◆ Aufgabenstellung
[1] Prüfe, ob diese Aussagen mit dem Forumsverlauf über compareTo übereinstimmen: (a) Als Alternative für weitere Ordnungen wird ein Comparator genannt. (b) real verwendet in der Main-Methode die Funktion Arrays.sort. (c) Bei der zweiten Variante muss man auf Überläufe achten. Beantworte jede Aussage mit Ja oder Nein und zitiere die entscheidenden Worte wörtlich.
[2] Zähle alle Merkmale auf, die eRaaaa im Forumsverlauf über compareTo als mögliche entscheidende Kriterien für die Ordnung der Studenten nennt.

◆ Bereitgestellter Auszug

******************************

An sich geht die zweite Variante auch ja, man muss nur bei Überlaufen aufpassen, in den meisten Fällen sind die Werte aber nicht zu unterschiedlich.
Zu deinen anderen Fragen, findest du sicherlich etwas in deinen Java-Büchern, oder du liest das Kapitel in der Insel:
Galileo Computing :: Java ist auch eine Insel (8. Auflage) – 12.4 Vergleichen von Objekten

Wenn du dann noch konkrete Fragen hast, kannst du die ja nochmal aufzeigen


----------



## real (14. Nov 2010)

Danke für die schnelle Antwort!

Meine konkrete Frage: In der Main Methode nutze ich die Funktion Collections.sort, da ich ja meine Arrays aufsteigend sortieren möchte. Für was muss ich dann überhaupt die Funktion compareTo in der anderen Klasse deklarieren? (ich sehe noch keinen Zusammenhang zwischen den beiden Funktionen!)

Bitte um eine Erklärung!


----------



## eRaaaa (14. Nov 2010)

Die Methode sort muss ja schließlich wissen wie sie sortieren soll. Woher soll die Methode denn wissen, welcher Student nun eine höhere Ordnung hat als ein anderer? Könnte ja schließlich sein, dass du sagst, die Matrikelnr ist entscheidend, das Alter, die Zensur or whatever..und dann eben auch aufsteigend/absteigend etc.  
compareTo gibt eben eine natürliche Ordnung vor, wenn du noch andere definieren willst wäre der Comparator eine Alternative.


----------



## Marcinek (14. Nov 2010)

Du hast 2 Elemente A und B

Wenn du das alphabetisch sorierst, dann kommt B nach A

compareTO()

entscheidet ob das A links oder Rechts von B liegt oder ob es die gleiche Position hat.

******************************

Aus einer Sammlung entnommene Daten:
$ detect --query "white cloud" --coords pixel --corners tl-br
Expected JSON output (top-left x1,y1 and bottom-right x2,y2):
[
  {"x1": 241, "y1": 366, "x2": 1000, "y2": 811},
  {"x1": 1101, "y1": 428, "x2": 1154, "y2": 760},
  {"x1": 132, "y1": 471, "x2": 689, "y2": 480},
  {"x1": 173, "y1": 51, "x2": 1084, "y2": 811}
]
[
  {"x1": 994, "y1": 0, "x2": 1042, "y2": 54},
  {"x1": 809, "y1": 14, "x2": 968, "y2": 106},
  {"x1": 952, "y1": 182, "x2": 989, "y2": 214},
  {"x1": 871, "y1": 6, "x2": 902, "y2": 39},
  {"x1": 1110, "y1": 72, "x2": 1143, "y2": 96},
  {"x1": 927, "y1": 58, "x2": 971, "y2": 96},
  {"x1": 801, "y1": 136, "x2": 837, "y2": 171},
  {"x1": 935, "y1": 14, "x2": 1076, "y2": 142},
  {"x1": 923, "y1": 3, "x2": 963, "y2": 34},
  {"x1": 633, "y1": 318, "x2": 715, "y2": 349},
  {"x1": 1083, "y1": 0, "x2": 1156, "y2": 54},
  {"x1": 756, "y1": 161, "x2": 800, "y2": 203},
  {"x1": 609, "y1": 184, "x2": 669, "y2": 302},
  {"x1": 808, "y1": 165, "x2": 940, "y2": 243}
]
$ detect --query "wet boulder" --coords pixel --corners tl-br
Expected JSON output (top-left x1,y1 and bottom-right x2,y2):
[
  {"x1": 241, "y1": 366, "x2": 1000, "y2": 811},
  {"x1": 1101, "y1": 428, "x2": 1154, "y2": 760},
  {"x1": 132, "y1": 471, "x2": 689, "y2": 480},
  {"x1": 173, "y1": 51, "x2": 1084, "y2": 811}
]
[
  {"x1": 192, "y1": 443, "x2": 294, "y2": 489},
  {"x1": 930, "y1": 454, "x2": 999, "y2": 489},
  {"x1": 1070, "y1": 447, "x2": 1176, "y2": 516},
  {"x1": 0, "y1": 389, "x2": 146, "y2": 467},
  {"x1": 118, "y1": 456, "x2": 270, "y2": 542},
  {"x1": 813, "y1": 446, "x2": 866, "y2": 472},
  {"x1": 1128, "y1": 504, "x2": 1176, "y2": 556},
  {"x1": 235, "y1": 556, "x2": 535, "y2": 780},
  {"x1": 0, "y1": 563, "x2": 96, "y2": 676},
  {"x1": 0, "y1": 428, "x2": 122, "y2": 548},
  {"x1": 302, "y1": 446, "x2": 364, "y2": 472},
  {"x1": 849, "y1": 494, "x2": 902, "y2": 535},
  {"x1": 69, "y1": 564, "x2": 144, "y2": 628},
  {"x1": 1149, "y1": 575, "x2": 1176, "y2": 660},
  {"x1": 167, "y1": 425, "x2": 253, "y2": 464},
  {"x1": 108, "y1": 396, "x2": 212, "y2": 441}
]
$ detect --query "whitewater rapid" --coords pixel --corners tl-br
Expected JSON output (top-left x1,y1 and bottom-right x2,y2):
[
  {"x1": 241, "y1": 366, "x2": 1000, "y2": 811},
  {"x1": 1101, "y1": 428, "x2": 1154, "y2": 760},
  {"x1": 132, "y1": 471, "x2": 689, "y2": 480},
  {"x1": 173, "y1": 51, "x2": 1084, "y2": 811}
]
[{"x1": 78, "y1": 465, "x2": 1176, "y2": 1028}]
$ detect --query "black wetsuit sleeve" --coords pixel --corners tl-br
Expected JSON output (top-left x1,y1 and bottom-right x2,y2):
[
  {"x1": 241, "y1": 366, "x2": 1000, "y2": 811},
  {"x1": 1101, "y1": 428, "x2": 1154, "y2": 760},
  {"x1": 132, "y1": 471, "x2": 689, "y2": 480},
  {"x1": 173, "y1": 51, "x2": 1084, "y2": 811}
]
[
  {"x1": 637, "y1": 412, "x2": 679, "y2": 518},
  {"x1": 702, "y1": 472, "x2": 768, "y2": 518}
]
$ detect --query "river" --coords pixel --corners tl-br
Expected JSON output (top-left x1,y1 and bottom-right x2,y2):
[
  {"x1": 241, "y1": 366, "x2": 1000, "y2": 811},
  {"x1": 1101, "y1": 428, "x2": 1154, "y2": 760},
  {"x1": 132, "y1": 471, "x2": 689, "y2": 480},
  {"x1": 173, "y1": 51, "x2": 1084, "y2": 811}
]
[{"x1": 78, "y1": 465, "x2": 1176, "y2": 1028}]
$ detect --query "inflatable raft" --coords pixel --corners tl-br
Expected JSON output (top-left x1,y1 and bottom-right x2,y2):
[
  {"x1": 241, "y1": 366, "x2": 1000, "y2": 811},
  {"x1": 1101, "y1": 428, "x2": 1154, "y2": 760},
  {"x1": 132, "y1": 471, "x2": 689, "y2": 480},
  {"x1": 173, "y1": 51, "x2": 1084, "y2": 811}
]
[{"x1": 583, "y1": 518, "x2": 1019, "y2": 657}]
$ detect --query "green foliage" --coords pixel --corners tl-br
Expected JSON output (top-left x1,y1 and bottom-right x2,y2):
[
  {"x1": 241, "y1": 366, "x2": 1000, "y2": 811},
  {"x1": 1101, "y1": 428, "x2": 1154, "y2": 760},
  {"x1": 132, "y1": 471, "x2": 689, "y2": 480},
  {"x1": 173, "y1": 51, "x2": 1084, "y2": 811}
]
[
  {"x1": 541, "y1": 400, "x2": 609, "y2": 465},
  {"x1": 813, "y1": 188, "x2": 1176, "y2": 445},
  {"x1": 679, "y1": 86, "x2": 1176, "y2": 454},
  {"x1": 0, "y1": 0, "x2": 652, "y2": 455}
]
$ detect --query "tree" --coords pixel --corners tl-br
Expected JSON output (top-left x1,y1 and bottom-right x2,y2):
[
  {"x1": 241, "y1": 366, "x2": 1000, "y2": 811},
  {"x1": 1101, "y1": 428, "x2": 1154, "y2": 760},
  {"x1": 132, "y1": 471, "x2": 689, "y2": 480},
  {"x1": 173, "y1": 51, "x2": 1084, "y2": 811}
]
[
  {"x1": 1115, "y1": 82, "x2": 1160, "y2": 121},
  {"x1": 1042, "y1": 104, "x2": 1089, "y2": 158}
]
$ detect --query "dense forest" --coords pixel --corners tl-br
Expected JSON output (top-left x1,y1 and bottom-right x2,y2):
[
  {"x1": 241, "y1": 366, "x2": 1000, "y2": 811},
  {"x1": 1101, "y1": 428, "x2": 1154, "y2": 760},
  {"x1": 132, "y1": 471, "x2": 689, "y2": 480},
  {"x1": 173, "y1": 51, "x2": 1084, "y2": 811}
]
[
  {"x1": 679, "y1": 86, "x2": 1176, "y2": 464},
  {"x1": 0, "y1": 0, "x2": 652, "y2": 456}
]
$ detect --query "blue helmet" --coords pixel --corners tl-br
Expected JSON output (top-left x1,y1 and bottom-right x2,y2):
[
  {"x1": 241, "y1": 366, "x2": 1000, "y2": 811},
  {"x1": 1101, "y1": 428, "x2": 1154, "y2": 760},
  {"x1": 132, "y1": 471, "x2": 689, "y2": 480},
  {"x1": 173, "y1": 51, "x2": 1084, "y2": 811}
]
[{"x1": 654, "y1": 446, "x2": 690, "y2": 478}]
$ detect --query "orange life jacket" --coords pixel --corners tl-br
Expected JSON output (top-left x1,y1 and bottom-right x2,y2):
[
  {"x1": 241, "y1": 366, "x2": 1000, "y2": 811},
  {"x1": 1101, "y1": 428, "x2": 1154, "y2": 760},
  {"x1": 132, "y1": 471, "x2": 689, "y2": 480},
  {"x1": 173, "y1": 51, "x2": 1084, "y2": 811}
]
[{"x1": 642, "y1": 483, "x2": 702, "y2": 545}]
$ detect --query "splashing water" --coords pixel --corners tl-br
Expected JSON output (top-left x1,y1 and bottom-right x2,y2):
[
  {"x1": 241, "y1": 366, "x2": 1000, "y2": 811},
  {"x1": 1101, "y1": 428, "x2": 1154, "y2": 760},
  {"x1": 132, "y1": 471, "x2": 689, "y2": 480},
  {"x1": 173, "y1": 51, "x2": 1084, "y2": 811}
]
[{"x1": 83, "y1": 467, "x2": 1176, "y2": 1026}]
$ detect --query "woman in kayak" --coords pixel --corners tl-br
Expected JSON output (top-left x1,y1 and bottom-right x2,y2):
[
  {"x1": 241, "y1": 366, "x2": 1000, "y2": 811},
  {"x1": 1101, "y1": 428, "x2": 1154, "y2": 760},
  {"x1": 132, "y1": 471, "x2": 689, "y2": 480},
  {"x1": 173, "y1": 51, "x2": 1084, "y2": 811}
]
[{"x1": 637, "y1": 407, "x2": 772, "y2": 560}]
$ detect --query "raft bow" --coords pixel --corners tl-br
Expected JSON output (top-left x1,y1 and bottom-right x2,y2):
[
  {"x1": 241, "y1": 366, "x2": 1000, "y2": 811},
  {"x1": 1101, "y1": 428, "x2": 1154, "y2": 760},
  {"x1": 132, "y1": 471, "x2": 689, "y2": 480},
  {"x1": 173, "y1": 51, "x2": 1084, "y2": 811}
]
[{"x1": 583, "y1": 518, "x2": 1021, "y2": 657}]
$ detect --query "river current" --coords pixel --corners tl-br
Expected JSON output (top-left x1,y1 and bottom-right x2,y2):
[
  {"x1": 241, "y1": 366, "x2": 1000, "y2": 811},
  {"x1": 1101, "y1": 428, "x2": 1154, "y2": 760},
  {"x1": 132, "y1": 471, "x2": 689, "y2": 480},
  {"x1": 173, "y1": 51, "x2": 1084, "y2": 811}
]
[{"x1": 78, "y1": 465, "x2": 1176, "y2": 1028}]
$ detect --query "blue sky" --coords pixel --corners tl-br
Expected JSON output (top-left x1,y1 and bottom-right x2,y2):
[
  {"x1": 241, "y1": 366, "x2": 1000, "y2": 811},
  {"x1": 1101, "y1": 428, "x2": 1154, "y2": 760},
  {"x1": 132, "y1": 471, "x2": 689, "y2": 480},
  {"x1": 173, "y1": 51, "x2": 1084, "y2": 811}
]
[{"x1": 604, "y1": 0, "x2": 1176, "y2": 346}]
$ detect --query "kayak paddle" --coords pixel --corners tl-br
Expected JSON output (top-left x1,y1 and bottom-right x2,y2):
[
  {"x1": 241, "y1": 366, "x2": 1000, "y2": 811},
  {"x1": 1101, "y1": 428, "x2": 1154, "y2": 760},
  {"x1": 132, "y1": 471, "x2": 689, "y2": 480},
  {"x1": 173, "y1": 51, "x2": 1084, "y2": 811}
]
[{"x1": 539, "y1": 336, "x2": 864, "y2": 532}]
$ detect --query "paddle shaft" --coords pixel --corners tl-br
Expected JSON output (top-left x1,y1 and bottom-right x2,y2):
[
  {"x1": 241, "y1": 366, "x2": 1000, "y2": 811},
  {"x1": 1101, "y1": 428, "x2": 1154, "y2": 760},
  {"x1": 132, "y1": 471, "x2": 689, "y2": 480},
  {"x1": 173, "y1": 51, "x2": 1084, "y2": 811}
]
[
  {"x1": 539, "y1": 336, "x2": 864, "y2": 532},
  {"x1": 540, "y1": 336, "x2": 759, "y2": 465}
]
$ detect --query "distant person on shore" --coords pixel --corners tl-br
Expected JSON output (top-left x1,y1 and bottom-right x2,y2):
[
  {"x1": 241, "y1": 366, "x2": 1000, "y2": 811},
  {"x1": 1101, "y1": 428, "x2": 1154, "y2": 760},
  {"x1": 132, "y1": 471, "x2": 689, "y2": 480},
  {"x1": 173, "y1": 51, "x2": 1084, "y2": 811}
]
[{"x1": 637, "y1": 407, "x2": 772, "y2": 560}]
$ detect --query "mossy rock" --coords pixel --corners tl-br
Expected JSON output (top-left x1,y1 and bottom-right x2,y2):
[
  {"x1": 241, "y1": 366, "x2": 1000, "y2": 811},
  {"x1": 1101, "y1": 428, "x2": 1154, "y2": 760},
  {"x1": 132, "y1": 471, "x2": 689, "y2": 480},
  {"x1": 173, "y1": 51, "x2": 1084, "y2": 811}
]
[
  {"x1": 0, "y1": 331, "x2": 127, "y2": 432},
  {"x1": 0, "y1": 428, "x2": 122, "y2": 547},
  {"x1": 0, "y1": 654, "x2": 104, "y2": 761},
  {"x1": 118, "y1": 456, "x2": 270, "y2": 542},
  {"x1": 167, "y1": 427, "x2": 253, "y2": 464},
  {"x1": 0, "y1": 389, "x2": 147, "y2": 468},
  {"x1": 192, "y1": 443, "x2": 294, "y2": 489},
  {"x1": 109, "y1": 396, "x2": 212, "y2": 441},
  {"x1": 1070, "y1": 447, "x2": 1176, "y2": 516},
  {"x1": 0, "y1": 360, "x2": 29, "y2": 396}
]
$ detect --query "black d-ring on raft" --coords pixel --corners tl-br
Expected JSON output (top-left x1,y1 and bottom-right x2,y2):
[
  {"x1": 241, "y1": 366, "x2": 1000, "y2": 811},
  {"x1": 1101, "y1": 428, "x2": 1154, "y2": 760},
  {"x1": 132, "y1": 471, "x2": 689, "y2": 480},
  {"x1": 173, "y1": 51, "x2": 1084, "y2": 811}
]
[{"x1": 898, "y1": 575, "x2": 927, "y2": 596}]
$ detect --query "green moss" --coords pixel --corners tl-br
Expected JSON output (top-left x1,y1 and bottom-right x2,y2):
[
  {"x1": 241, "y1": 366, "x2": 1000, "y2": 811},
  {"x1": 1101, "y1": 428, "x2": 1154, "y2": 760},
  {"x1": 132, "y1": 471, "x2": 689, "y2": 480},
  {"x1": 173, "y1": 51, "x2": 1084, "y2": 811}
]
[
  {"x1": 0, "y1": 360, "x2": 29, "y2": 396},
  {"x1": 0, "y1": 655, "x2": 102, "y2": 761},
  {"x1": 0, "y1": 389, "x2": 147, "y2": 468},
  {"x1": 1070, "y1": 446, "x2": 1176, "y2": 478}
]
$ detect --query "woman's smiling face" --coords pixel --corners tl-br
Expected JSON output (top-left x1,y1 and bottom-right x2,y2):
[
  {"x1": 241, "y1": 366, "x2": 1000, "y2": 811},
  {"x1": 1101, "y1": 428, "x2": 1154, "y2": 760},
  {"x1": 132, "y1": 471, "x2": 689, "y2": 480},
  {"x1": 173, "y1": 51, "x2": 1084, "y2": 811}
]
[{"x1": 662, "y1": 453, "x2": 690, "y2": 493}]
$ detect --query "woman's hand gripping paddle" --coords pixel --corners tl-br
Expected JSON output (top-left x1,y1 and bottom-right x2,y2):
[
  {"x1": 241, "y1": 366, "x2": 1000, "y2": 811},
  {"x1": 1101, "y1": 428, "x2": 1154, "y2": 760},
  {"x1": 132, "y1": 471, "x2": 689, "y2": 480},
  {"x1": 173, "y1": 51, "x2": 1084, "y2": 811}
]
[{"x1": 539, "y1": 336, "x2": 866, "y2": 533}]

******************************

◆ Lösungen
[1]
(a) Ja: „wenn du noch andere definieren willst wäre der Comparator eine Alternative."
(b) Nein: „In der Main Methode nutze ich die Funktion Collections.sort"
(c) Ja: „man muss nur bei Überlaufen aufpassen"

[2] Matrikelnr, Alter, Zensur